- [Task description] Needed from the data below: all lines that contain the word "flat".

- [Records supplied]
::::::::
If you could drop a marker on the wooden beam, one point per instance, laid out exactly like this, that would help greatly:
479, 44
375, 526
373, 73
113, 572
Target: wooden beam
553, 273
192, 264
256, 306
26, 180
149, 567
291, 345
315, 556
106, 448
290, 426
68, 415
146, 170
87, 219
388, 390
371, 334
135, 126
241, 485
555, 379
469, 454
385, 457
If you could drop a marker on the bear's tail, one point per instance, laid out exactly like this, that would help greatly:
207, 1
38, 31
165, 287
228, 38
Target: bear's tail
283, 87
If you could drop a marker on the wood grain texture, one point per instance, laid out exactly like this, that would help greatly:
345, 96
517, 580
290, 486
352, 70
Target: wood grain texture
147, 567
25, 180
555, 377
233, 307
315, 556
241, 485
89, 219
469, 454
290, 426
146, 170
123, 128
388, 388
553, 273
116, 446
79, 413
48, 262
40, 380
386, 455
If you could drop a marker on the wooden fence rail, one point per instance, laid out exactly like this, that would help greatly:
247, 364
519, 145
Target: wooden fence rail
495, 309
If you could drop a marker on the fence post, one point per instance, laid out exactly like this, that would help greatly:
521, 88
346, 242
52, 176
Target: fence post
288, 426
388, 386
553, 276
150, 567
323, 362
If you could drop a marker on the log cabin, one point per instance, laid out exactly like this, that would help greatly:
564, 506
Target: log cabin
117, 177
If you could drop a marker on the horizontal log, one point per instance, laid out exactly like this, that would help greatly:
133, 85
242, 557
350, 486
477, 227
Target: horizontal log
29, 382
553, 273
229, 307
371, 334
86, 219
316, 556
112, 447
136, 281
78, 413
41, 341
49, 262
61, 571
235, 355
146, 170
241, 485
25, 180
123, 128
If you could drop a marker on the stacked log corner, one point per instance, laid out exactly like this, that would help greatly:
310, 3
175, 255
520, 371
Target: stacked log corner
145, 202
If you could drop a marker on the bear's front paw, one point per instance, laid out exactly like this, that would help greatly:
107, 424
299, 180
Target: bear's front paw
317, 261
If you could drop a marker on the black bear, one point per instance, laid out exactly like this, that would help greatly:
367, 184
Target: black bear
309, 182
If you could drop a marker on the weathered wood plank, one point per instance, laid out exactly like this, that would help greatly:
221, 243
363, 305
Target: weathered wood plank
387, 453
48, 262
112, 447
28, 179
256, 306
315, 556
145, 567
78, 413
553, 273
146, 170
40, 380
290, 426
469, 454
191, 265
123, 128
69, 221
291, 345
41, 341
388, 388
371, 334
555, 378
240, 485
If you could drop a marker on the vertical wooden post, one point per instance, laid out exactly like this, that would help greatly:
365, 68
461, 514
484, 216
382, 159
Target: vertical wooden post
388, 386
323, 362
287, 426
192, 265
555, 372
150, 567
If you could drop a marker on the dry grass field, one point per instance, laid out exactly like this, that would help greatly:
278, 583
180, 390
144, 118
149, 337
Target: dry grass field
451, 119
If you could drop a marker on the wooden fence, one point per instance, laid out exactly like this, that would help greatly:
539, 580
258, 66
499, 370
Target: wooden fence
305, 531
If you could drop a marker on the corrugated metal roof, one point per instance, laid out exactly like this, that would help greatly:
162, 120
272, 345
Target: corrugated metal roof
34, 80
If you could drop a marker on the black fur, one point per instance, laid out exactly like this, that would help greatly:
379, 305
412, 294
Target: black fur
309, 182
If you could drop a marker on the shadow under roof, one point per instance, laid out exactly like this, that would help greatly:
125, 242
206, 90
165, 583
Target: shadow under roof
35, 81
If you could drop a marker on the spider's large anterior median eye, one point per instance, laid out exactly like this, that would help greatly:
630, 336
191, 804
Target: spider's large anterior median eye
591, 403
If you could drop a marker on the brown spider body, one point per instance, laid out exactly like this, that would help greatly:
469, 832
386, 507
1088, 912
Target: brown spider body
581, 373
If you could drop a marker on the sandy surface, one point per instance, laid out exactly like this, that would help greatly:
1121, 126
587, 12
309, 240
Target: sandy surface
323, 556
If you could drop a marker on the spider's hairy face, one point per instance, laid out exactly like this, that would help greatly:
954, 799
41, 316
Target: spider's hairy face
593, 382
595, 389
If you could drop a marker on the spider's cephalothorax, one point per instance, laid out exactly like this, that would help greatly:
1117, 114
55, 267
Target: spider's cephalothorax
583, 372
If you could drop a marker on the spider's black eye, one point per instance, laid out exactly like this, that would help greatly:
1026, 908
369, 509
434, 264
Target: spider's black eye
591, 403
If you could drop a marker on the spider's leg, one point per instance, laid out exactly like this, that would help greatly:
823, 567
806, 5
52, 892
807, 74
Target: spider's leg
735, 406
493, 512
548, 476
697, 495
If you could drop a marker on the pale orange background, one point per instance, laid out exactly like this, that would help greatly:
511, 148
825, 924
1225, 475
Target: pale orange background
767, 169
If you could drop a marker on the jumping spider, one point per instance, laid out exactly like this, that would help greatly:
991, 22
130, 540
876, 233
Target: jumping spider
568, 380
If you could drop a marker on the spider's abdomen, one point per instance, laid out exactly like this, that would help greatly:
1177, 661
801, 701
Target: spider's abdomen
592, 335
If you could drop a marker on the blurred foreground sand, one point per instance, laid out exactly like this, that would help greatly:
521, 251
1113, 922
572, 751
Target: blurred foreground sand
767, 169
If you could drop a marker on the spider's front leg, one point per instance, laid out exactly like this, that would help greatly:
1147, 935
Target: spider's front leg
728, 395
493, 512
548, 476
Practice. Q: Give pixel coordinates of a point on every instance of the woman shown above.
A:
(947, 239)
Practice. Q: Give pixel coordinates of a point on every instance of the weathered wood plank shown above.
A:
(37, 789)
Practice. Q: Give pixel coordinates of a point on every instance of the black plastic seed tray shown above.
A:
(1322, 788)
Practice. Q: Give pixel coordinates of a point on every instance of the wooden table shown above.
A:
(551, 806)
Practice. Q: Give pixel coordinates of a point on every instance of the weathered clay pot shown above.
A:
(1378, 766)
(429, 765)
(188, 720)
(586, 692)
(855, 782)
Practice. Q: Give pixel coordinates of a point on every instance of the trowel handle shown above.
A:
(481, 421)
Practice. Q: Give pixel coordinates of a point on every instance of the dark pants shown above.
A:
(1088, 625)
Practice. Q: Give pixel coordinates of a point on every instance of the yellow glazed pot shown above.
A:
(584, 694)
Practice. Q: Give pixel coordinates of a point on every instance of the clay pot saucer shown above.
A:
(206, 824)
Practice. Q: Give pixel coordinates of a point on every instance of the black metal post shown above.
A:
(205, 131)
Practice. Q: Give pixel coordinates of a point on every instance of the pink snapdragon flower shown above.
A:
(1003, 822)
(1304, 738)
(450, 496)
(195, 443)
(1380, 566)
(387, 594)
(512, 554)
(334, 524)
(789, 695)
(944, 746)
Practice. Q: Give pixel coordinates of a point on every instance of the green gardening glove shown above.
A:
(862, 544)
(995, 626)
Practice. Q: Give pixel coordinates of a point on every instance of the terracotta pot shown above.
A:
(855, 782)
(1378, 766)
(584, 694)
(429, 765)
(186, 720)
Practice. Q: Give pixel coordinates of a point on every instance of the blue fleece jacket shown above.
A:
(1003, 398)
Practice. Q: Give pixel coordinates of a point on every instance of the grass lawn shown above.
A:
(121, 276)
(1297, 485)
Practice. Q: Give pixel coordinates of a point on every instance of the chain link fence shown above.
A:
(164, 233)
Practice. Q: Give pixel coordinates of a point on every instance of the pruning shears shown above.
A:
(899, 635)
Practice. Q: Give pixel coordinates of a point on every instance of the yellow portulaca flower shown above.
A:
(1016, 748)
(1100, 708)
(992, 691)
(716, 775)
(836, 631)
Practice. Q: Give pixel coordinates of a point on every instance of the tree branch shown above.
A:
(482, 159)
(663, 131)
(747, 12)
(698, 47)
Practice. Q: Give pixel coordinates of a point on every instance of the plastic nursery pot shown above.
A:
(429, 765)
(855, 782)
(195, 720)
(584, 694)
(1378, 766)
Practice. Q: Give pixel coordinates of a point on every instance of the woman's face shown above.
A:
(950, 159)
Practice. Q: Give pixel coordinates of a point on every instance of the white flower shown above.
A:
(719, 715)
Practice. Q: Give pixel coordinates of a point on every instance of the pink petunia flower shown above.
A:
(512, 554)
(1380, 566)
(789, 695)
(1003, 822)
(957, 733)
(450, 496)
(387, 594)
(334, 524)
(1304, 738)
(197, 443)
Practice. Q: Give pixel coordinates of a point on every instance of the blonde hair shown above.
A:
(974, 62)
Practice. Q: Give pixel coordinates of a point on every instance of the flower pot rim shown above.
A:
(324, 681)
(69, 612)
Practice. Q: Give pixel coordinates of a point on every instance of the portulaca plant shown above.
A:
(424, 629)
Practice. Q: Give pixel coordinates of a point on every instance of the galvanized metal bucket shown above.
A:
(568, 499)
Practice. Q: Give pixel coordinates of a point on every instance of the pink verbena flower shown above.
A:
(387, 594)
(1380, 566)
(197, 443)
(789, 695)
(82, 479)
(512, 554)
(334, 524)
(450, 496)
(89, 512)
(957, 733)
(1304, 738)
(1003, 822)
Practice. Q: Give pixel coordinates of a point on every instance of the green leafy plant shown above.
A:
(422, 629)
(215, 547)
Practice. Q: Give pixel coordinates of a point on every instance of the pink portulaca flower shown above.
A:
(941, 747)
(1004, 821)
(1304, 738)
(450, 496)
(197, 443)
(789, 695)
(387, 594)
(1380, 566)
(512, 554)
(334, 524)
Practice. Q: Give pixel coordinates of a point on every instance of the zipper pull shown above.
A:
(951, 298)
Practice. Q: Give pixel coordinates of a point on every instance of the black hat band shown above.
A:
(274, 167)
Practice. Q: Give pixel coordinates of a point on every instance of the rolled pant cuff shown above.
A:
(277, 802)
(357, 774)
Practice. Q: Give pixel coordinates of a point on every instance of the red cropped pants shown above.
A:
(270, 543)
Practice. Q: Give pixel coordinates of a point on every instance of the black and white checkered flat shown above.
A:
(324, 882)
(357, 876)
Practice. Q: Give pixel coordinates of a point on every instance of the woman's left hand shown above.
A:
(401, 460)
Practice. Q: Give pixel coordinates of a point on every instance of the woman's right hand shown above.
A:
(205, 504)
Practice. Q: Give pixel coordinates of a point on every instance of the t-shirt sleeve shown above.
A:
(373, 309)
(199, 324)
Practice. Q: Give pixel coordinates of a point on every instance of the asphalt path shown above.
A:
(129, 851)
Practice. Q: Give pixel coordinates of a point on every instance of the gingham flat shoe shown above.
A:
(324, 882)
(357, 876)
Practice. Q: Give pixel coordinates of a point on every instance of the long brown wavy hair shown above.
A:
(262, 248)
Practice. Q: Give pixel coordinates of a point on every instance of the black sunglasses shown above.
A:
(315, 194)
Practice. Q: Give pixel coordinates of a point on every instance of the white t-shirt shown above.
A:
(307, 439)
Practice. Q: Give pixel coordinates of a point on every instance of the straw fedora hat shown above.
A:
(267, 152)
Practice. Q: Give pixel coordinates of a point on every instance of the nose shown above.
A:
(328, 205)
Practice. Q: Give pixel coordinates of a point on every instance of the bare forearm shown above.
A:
::::::::
- [Exercise answer]
Practice. Q: Give pixel coordinates of a point on every instance of the black and white checkered flat shown above.
Practice. Q: Give pixel coordinates of a point on every instance of the gingham flat shoe shown above.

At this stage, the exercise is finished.